THE REQUEST: Locate the line that contains "[indicate] the stone masonry". Print it and every subsequent line through the final line of the records, exactly and only those.

━━━━━━━━━━━━━━━━━━━━

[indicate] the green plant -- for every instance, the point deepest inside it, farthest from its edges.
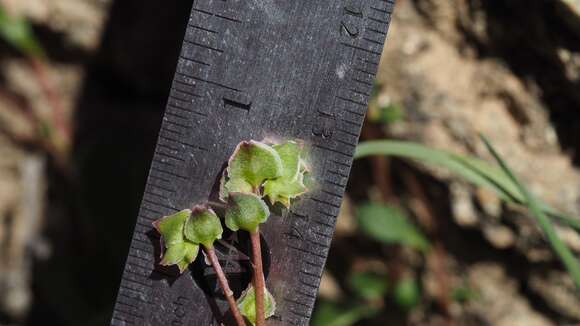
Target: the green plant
(474, 170)
(562, 251)
(255, 170)
(54, 130)
(499, 179)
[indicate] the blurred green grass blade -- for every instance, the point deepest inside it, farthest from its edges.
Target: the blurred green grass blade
(331, 313)
(390, 225)
(474, 170)
(17, 32)
(562, 251)
(487, 175)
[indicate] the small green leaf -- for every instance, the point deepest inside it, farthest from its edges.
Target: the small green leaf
(181, 254)
(390, 225)
(247, 304)
(282, 191)
(203, 226)
(246, 212)
(171, 227)
(407, 293)
(291, 183)
(369, 285)
(251, 164)
(18, 33)
(179, 251)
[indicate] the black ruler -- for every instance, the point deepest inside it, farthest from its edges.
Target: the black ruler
(250, 69)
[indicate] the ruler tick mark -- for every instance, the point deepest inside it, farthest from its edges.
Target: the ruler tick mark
(202, 28)
(203, 46)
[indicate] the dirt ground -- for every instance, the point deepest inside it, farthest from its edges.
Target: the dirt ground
(508, 69)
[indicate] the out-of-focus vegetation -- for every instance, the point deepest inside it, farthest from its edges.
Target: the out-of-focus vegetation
(391, 225)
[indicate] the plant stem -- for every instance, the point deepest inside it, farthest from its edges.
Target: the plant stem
(223, 281)
(259, 283)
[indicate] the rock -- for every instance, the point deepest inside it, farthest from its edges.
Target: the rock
(499, 302)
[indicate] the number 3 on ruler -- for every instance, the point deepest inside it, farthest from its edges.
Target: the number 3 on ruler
(347, 26)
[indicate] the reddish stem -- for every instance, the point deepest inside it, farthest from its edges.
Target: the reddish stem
(223, 281)
(259, 283)
(51, 95)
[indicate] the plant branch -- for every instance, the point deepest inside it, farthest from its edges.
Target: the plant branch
(259, 283)
(223, 281)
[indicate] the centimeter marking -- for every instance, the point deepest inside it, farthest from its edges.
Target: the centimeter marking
(298, 69)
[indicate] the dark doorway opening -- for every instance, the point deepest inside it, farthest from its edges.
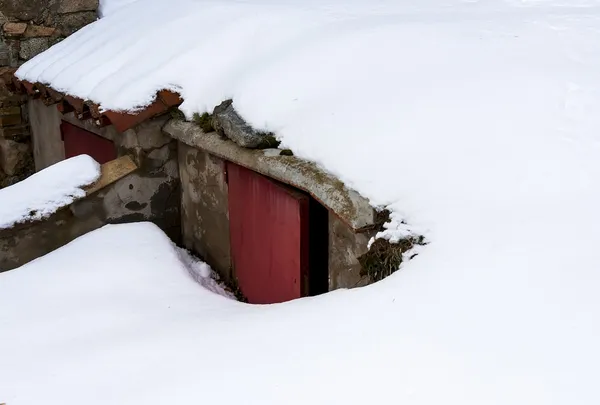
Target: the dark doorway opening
(78, 141)
(279, 238)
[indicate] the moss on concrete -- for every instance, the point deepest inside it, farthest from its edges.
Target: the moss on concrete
(204, 121)
(384, 258)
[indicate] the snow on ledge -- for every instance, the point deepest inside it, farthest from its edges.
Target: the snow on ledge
(45, 192)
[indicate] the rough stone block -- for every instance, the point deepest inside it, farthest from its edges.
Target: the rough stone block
(15, 133)
(227, 122)
(32, 47)
(23, 10)
(40, 31)
(14, 46)
(14, 156)
(4, 54)
(12, 100)
(9, 120)
(14, 29)
(10, 110)
(75, 6)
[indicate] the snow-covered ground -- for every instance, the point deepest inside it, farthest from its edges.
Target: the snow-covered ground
(475, 122)
(48, 190)
(108, 7)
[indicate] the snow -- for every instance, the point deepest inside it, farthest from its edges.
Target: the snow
(46, 191)
(475, 122)
(108, 7)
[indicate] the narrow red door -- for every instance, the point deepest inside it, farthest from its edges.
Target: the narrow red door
(268, 225)
(78, 141)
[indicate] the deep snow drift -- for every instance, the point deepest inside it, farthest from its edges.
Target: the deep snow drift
(475, 122)
(43, 193)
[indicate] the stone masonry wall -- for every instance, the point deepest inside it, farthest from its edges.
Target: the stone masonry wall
(29, 27)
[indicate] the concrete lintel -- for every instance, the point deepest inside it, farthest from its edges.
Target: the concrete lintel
(111, 172)
(347, 204)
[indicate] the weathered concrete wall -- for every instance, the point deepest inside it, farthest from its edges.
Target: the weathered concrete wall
(150, 194)
(24, 242)
(205, 208)
(350, 206)
(345, 247)
(47, 144)
(153, 192)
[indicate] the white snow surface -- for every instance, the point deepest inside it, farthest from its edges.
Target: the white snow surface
(107, 7)
(46, 191)
(475, 122)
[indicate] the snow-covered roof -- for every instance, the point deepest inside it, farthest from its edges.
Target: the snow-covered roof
(46, 191)
(475, 122)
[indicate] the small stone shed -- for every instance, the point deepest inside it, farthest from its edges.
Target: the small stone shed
(274, 226)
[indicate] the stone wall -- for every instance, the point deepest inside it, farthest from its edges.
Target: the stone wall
(29, 27)
(345, 247)
(205, 208)
(153, 192)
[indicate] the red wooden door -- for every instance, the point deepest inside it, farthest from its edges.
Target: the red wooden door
(268, 225)
(78, 141)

━━━━━━━━━━━━━━━━━━━━

RESPONSE:
[indicate] the stone masonry wall -- for every instance, the point deepest inside it, farthest from its edges.
Target: the stone masonry wall
(29, 27)
[indicate] the concrete lintel -- for every instance, the point deepest inside it, farthest from its edges.
Target: the concrete lintel
(111, 172)
(347, 204)
[indicate] the weathered concrete wall -- for every instance, the point deepest inside it, farthest from its edges.
Target: the weathered concrete wall
(150, 194)
(24, 242)
(205, 208)
(350, 206)
(345, 247)
(47, 144)
(153, 192)
[indicate] the white snow surface -- for every instance, the point deepest inside it, farthest from its edges.
Target: the white snow surface
(107, 7)
(46, 191)
(475, 122)
[indicate] the snow-covered roof -- for every instance, the point deepest inside it, farthest from its edges.
Target: the snow-covered roof
(46, 191)
(475, 122)
[indicate] the small stone shed -- for every instance, the point deepest inside it, farthest from its edges.
Target: the small stone shed
(274, 226)
[indicate] the stone wall -- for every instance, the point deepest inside it, farthest from its edges.
Target: the stone wall
(29, 27)
(345, 247)
(205, 208)
(153, 192)
[indicate] the red wooden door -- for every instance, the point deepest inside it, farthest from its edges.
Target: the red wooden door
(268, 225)
(78, 141)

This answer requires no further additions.